§ REQUIREMENT:
The records below must be retyped exactly.

§ RAW RECORDS:
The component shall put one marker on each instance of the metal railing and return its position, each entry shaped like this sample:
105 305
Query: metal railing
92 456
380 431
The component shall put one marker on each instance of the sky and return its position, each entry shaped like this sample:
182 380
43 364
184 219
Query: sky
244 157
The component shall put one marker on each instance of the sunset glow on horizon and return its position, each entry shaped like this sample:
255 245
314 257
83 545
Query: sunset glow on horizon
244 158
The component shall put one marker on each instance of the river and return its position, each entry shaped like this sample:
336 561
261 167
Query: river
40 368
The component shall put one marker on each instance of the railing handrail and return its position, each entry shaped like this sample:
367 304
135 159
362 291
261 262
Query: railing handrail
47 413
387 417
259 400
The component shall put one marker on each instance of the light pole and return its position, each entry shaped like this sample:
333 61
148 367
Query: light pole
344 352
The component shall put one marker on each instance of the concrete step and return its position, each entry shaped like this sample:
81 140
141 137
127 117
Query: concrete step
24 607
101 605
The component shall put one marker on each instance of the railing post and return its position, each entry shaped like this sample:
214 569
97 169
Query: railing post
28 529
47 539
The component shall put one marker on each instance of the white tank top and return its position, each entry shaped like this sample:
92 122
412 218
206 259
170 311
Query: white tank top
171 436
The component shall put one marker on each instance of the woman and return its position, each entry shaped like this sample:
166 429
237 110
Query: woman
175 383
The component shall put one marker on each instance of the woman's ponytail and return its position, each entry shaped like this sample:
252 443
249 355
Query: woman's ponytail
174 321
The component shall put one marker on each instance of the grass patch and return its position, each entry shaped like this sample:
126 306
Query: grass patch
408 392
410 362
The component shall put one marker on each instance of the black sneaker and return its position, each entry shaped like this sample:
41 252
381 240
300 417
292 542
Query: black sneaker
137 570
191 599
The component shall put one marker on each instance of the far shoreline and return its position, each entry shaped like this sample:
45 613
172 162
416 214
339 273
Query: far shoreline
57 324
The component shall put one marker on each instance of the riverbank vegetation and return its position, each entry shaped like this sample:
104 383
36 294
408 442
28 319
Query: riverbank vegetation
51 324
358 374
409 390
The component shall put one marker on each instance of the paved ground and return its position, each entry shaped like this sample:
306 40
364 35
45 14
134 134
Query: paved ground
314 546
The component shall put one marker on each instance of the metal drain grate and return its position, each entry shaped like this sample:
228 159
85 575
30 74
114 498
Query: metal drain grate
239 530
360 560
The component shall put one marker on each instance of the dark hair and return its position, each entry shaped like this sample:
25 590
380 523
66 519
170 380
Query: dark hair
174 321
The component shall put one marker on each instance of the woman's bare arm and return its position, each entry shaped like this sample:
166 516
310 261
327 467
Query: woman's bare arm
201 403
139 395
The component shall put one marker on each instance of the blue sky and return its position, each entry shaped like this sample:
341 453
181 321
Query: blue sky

§ EXPECTED ANSWER:
The component shall put one marker on each instance of the metal railing and return its position, each entry shaped like this sample:
105 305
Query: metal railing
92 456
380 431
The component shall put one marker on each instance of the sky and return its position, each entry shaped like this sample:
182 380
43 364
184 219
Query: sky
244 157
The component shall put one marker on each instance of the sunset glow on horizon and return its position, each entry shaped like this sample:
255 245
314 257
83 545
Query: sunset glow on horizon
244 158
The component shall put one marker on each instance of the river and return its position, each entry shaped like this sample:
336 561
261 167
Query: river
40 368
The component shall put one marker on each instance of the railing handrail and return its position, each entry shaped like this sample:
367 304
135 159
362 291
261 262
Query: railing handrail
47 413
387 417
259 400
The component shall put one marker on each instance of the light pole and return its position, each entry shaped like this sample:
333 61
148 367
Query: light pole
344 352
The component shall put one marker on each instance of the concrete step and return its position, each entry shaped like this sample:
81 140
141 137
127 117
Query: concrete step
24 607
101 605
The component shall put one marker on each instance of the railing post and return its position, each entry shaped like this sample:
214 569
97 169
Query: railing post
28 529
47 539
The component shall put one marker on each instance of the white tank top and return its position, each entry shaped like this sample:
92 122
412 218
206 259
170 311
Query: white tank top
171 436
The component shall put one marker on each instance of the woman and return its position, each entry shaped like this sample:
166 429
237 110
Query: woman
175 383
The component shall put one marker on each instance of the woman's ponytail and return its position, each entry shaped like this sample:
252 443
249 355
Query: woman's ponytail
174 321
The component shall put one marker on each instance of the grass patch and return its position, each entry shaped like this sample:
126 306
Query: grass patch
408 392
410 362
The component shall put one marker on each instance of the black sneaker and return its position, each entry shaped like this sample:
41 252
381 240
300 417
292 542
Query: black sneaker
137 570
191 599
The component shall put one marker on each instance of the far shoreline and return its position, each entry shaped like this sample:
45 613
172 162
416 214
339 273
Query: far shoreline
57 324
The component shall put one marker on each instance of the riverbank vegetation and return its position, each entry shaped like this sample:
104 383
36 294
408 442
28 319
Query: riverbank vegetation
51 324
358 374
409 390
The component shall put one marker on each instance of the paved ground and return its position, each entry shaped like this sample:
306 40
364 35
45 14
134 134
Query: paved ground
314 546
The component shall put one marker on each instance of the metal drain grate and return its position, each entry shaped like this sample:
228 159
85 575
30 74
114 498
Query: metal drain grate
239 530
360 560
The component shall put one marker on each instance of the dark hair and return its position, each entry shaped like this sample:
25 590
380 523
66 519
170 380
Query: dark hair
174 321
The component shall put one marker on each instance of the woman's bare arm and return its position, each entry shaped like this sample:
166 516
310 261
327 467
Query: woman's bare arm
201 403
139 395
The component shall put one marker on each instance of the blue sky and return its position, each entry shaped like this sample:
341 453
181 321
Query: blue sky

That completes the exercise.